Next: Typology and assessment Up: Assessment of speaker Previous: Scoring Procedures

Complementary assessment tools

In the previous paragraphs, the focus was centered on performance evaluation of the algorithms with emphasis on scoring procedures. In many cases the scores are meaningless if they are not compared with the scores of other systems on the same database. A reference is necessary to give its full value to a measure. This is particularly true when the measure is based on training and test data which may not be publicly available. In such a case, it is impossible to reproduce the test independently. Databases could be designed to be representative of a particular application or could be more generic. The sampling of speakers may be biased toward similar voices, similar accents, .... The similarities in the voice characteristics of speakers should be quantified anyway. A reference system is a tool to evaluate the complexity of a database.

This section proposes techniques to evaluate databases, provide reference measures for comparison and tools to test the limits of speaker verification systems.

Standard reference systems

A complementary approach to system evaluation consists in defining a verification system, to which other systems are to be compared. For any new system embedded in a given application, the reference voice recognition system could be substituted to the new one, and the differences in the overall performance of the application would give an indirect figure of merit of the new system compared to the reference one, for this given application.

(draw a figure)

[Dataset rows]
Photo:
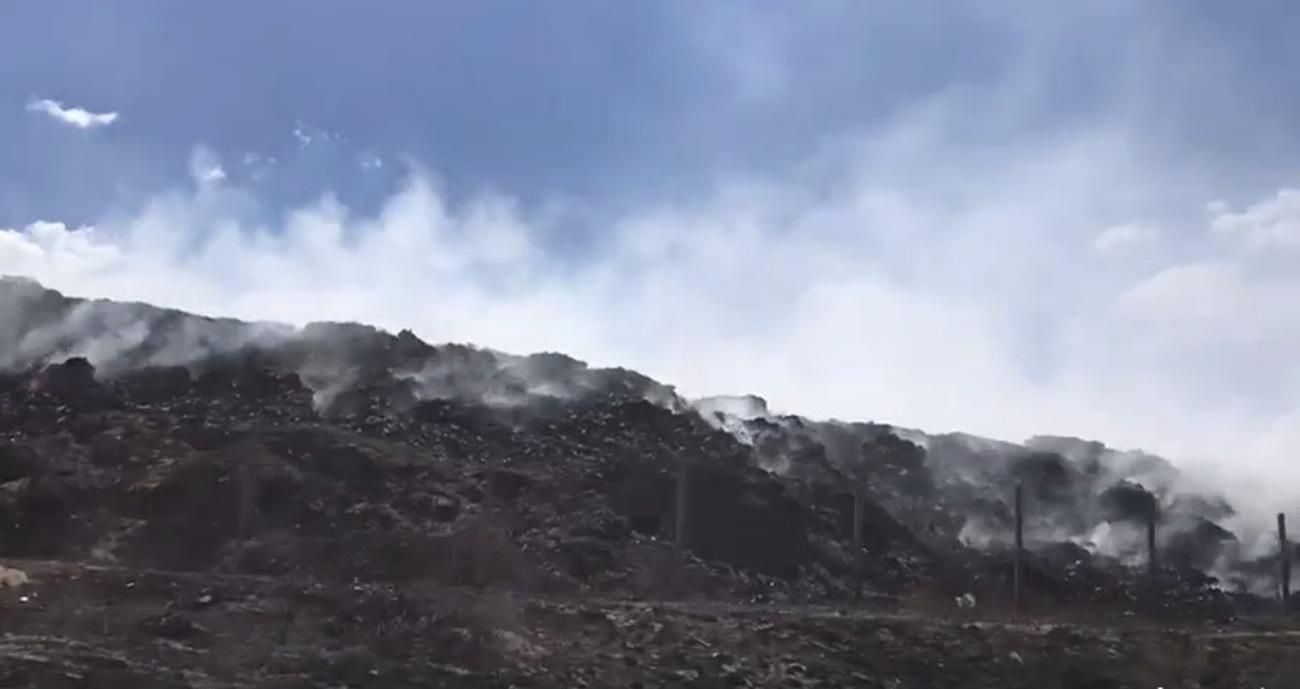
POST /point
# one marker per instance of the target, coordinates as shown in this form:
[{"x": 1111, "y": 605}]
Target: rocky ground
[{"x": 238, "y": 523}]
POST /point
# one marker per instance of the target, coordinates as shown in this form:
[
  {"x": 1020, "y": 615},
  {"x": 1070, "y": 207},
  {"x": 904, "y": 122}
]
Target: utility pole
[
  {"x": 1019, "y": 546},
  {"x": 1151, "y": 538},
  {"x": 679, "y": 544},
  {"x": 858, "y": 508},
  {"x": 1285, "y": 553}
]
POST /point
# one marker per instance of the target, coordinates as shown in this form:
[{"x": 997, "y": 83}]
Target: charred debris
[{"x": 151, "y": 438}]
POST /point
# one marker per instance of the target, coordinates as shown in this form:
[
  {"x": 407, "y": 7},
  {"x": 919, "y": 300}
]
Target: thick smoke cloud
[{"x": 815, "y": 291}]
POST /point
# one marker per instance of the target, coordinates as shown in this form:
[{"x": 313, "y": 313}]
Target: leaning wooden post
[
  {"x": 1019, "y": 546},
  {"x": 1285, "y": 553},
  {"x": 679, "y": 544},
  {"x": 858, "y": 508}
]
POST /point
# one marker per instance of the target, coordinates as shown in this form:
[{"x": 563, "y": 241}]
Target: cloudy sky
[{"x": 1004, "y": 216}]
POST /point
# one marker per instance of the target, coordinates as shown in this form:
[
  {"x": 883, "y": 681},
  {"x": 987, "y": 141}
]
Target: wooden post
[
  {"x": 858, "y": 508},
  {"x": 679, "y": 544},
  {"x": 1285, "y": 553},
  {"x": 1019, "y": 546},
  {"x": 1151, "y": 540}
]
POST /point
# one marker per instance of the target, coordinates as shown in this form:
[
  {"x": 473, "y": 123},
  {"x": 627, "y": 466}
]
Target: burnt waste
[{"x": 142, "y": 437}]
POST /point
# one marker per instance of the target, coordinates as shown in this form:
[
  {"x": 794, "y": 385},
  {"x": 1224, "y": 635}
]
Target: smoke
[{"x": 908, "y": 274}]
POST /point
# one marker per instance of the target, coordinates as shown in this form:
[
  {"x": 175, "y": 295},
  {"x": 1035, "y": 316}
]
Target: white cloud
[
  {"x": 902, "y": 278},
  {"x": 1126, "y": 235},
  {"x": 206, "y": 167},
  {"x": 1266, "y": 225},
  {"x": 74, "y": 116}
]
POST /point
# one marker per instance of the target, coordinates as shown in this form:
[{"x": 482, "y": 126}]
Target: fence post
[
  {"x": 1151, "y": 538},
  {"x": 858, "y": 508},
  {"x": 1285, "y": 555},
  {"x": 679, "y": 544},
  {"x": 1019, "y": 546}
]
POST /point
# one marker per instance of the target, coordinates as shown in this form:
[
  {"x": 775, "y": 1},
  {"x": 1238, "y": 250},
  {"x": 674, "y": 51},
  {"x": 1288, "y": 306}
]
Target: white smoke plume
[{"x": 856, "y": 287}]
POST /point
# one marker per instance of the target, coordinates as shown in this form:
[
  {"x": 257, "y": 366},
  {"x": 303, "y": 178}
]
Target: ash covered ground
[{"x": 199, "y": 502}]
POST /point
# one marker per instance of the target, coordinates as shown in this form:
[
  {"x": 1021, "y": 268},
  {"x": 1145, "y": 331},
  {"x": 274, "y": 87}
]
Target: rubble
[{"x": 341, "y": 506}]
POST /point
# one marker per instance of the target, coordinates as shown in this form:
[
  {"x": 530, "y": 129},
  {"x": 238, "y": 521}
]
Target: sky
[{"x": 997, "y": 216}]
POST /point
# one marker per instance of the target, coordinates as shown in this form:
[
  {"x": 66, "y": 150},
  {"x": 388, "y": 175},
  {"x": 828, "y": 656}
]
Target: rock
[
  {"x": 174, "y": 625},
  {"x": 17, "y": 462},
  {"x": 157, "y": 384},
  {"x": 507, "y": 484},
  {"x": 12, "y": 579}
]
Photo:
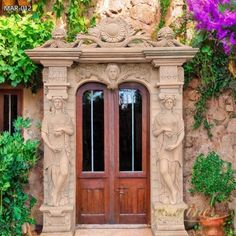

Instruction A: In the page on complementary assessment tools, what is a reference system described as a tool for?
Instruction B: Locate each line in the records that contains the word "wooden", and copy those lines out.

Full response A: Evaluating the complexity of a database.

Full response B:
Target: leaning wooden post
Target: wooden post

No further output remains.